Tasks to carry out:
A. In the BM25 indexing code, what string does the get_key function return when no key matches the given value?
B. Summarize the BM25 indexing code in two sentences.
C. Rewrite the BM25 indexing code starting with "return term_index" and going on through "td_matrix = np.zeros((total_terms, total_docs))", replacing "total_terms" with "num_terms".

### BM25 document indexing

In [1]:
import pandas as pd
import matplotlib.pyplot as plt
from pandas.core.common import flatten
import numpy as np
import json
from tqdm import tqdm
import pickle
import os

### NLTK Preprocessing
from nltk.tokenize import RegexpTokenizer
from nltk.corpus import stopwords
import nltk
from nltk.corpus import wordnet
from nltk.stem import WordNetLemmatizer

"""
-----------------------------------------------------------------------------------------
Document indexes
-----------------------------------------------------------------------------------------
"""
def create_doc_index(corpus):
    """Creates doc index"""

    doc_ind = {}
    for i,doc in enumerate(corpus):
        doc_ID = "doc" + str(i)
        doc_ind[doc_ID] = doc

    return doc_ind

def create_doc_map(corpus):
    """creates dict mapping doc to integer"""

    doc_map={}
    for i,doc in enumerate(corpus):
        doc_map[i] = doc
    return doc_map

"""
Inverted dict lookup
"""
def get_key(dict, val):
    for key, value in dict.items():
        if val == value:
            return key
 
    return "key doesn't exist"

"""
-----------------------------------------------------------------------------------------
Term indexes
-----------------------------------------------------------------------------------------
"""
def create_vocab(corpus):
    """creates vocabulary of unique words in corpus"""

    vocab = []
    for doc in corpus:
        for sent in doc:
            for w in sent:
                if w not in vocab:
                    vocab.append(w)

    return vocab

def create_term_index(vocab):
    """creates term index mapping each term to an integer"""

    term_index={}
    for i,word in enumerate(vocab):
        term_index[word] = i

    return term_index


"""
-----------------------------------------------------------------------------------------
Building TD matrix
-----------------------------------------------------------------------------------------
"""
def fast_td(corpus, vocab):
    """ basically fast td array """

    total_terms = len(vocab)
    total_docs = len(corpus)
    td_matrix = np.zeros((total_terms, total_docs))
    doc_map = create_doc_map(corpus)
    term_map = create_term_index(vocab)

    for doc in corpus:
        j = get_key(doc_map, doc)
        for sent in doc:
            for word in sent:
                if word in vocab:
                    i = term_map[word]
                    td_matrix[i,j]+=1   

    return td_matrix 

"""
-----------------------------------------------------------------------------------------
Building BM25 matrix
-----------------------------------------------------------------------------------------
"""
def create_doc_lengths(corpus):
  """ list of doc lens """
  doc_lengths = []
  for doc in corpus:
    flattened_doc = list(flatten(doc))
    doc_len = len(flattened_doc)

Provided data:
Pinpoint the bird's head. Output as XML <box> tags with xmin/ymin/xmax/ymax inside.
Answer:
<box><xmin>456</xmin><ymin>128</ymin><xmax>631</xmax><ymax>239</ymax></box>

Completed exercise:
A. It returns "key doesn't exist".

B. The code imports pandas, NumPy, Matplotlib, and NLTK preprocessing tools, then defines functions that build a document index with IDs such as "doc0", map each document to an integer, and look up a dictionary key by its value. It also creates a vocabulary of unique words, a term index mapping each term to an integer, and a term-document matrix that counts how often each vocabulary word occurs in each document.

C.
return term_index


"""
-----------------------------------------------------------------------------------------
Building TD matrix
-----------------------------------------------------------------------------------------
"""
def fast_td(corpus, vocab):
    """ basically fast td array """

    num_terms = len(vocab)
    total_docs = len(corpus)
    td_matrix = np.zeros((num_terms, total_docs))